REQUIREMENT:
The data should be restated word for word, in full.
----
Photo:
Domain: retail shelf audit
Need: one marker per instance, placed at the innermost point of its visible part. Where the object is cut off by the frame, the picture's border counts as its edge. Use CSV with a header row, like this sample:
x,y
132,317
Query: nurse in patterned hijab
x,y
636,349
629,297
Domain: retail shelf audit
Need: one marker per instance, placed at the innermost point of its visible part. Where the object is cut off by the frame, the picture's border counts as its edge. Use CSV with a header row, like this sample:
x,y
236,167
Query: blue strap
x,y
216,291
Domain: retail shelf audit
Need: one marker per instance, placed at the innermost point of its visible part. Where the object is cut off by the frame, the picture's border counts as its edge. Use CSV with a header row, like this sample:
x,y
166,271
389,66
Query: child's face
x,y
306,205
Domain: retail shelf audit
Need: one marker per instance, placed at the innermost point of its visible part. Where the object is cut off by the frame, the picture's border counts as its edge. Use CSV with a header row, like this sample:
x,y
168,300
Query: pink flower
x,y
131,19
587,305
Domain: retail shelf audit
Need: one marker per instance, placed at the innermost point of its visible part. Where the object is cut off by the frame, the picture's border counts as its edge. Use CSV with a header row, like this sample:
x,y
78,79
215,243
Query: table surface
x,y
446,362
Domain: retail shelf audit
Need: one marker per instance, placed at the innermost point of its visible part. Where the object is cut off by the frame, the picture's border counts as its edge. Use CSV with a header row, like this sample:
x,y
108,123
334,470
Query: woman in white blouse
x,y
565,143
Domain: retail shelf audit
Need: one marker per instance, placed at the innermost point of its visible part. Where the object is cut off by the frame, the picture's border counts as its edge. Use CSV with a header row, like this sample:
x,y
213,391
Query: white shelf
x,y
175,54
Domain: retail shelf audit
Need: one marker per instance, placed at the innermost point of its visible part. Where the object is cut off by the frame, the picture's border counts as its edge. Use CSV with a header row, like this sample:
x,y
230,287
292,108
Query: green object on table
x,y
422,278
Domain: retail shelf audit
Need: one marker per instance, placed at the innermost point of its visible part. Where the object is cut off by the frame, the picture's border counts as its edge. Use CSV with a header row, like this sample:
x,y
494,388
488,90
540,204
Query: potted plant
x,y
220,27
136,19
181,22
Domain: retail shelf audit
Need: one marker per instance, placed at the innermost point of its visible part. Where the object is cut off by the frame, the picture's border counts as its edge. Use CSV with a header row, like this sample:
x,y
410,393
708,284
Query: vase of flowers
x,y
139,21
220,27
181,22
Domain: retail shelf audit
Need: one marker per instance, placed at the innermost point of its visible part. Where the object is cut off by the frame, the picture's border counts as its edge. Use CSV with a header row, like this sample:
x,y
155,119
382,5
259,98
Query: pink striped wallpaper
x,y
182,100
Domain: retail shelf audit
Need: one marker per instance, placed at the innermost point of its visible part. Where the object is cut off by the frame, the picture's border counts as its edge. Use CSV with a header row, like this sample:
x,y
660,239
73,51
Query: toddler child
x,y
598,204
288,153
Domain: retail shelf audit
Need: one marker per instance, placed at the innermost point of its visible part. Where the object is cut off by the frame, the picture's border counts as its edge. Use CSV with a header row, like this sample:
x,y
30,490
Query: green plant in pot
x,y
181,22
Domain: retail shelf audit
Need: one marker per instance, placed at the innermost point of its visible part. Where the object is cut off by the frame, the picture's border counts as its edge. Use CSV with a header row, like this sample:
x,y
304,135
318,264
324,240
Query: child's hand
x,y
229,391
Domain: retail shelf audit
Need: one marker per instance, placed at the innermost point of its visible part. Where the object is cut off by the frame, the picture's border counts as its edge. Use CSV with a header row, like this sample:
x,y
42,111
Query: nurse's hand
----
SOLUTION TO THE PROBLEM:
Photo:
Domain: retail shelf audit
Need: one marker per instance, placed at the innermost point of its visible part. Where the object is cut off by the frame, the picture's border counts as its edge. Use CSV with a header row, like this sample:
x,y
132,317
Query: nurse in patterned hijab
x,y
636,349
629,297
Domain: retail shelf audit
Need: one marker per instance, placed at the innermost point of its visible part. Where the object is cut off by the frame, the picture's border counts as its edge. Use CSV with a header row, like this sample:
x,y
236,167
Query: blue strap
x,y
216,291
Domain: retail shelf audit
Need: one marker per instance, placed at the innermost point of its visible part. Where the object is cut off by the frame, the picture's border counts as its edge. Use CSV with a header row, like this sample:
x,y
166,271
389,66
Query: child's face
x,y
306,205
Domain: retail shelf audit
Need: one marker per instance, placed at the innermost point of its visible part. Where the object is cut off by the frame, the picture's border counts as its edge. Use CSV with a header row, like this sample:
x,y
168,300
Query: pink flower
x,y
131,19
587,305
Domain: retail shelf audit
Need: one marker per instance, placed at the innermost point of its visible part. Where the object is cut off by the frame, the picture's border counts as its edge. Use CSV with a header row, like this sample:
x,y
78,79
215,243
Query: table surface
x,y
446,362
Domain: retail shelf audit
Need: one marker per instance, placed at the innermost point of its visible part. Where the object is cut off by the frame, the picture's border counts as its edge. Use CSV with a header row, like this sample:
x,y
108,123
334,470
Query: woman in white blouse
x,y
565,143
Domain: retail shelf audit
Need: one marker per instance, placed at the innermost point of its visible part. Where the object is cut off by the frame, the picture's border counts as its edge. Use CSV with a header row, like this sample:
x,y
213,391
Query: white shelf
x,y
175,54
Domain: retail shelf audit
Need: one marker per instance, placed at the innermost point of its visible part. Where the object is cut off by the frame, the picture's border counts as its edge. Use CSV with a header row, like this sample:
x,y
230,287
292,108
Query: green object on table
x,y
422,278
Domain: retail shelf audit
Need: one marker per instance, placed at the innermost point of its visible part. Where the object is cut off by the frame, the picture's border counts as its edge. Use CSV with a header row, like this sample:
x,y
494,388
488,90
540,204
Query: potted plant
x,y
220,27
136,19
181,22
Domain: retail shelf audit
Need: one marker per instance, placed at the innermost point of its visible part. Where the object is cut off by the frame, the picture's border counts as its edge. Use CSV with a header row, like this sample:
x,y
410,393
708,284
Query: vase of flowers
x,y
139,21
220,27
181,22
Domain: retail shelf audit
Need: one marker per instance, placed at the innermost point of its visible part. Where the object is cut off by the frame, the picture's border counts as its edge. Use CSV with a header row, like this sample:
x,y
155,119
382,5
259,98
Query: pink striped wallpaper
x,y
182,100
Domain: retail shelf audit
Need: one marker per instance, placed at the innermost point of its visible part. Where the object is cut off by the frame, the picture's border counts as its edge. Use CSV with a header row, like this sample:
x,y
660,239
73,51
Query: toddler child
x,y
598,204
288,153
Domain: retail shelf audit
Need: one marker per instance, placed at the innermost point of its visible part. Where the object is cut off by the frame, the picture's border counts as its edge. Use CSV with a header row, like this sample:
x,y
30,490
Query: green plant in pot
x,y
181,22
Domain: retail shelf audit
Need: one marker per instance, placed at the innermost point of its visible part. Where the object is cut off by the frame, the picture's border counts as its edge. Use CSV with a header row, like this sample:
x,y
304,135
318,264
324,240
Query: child's hand
x,y
229,391
Domain: retail shelf audit
Need: one marker per instance, placed at the innermost point of its visible part. Where the object is cut off by the frame, the picture's border counts as its edge. Use CSV with a header row, like this sample:
x,y
42,111
Query: nurse's hand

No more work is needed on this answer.